- EXCERPTED RECORDS -

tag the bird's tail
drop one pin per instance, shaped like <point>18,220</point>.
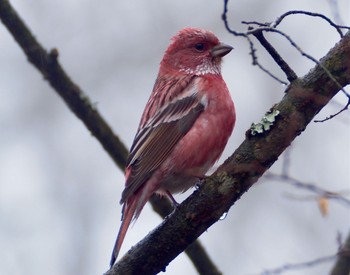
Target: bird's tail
<point>129,209</point>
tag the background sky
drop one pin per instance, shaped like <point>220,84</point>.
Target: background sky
<point>59,190</point>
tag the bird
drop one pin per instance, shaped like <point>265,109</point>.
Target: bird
<point>184,128</point>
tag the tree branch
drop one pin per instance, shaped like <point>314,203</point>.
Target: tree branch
<point>304,98</point>
<point>342,265</point>
<point>81,106</point>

- GOAL -
Write out, word for word, the lines of the records above from the one containing "tag the tree branch" through the final line of the records, inclusive.

- THE SOLUTION -
tag the tree branch
drop one pin per instance, shaped like <point>314,203</point>.
Target: tree branch
<point>304,98</point>
<point>342,265</point>
<point>81,106</point>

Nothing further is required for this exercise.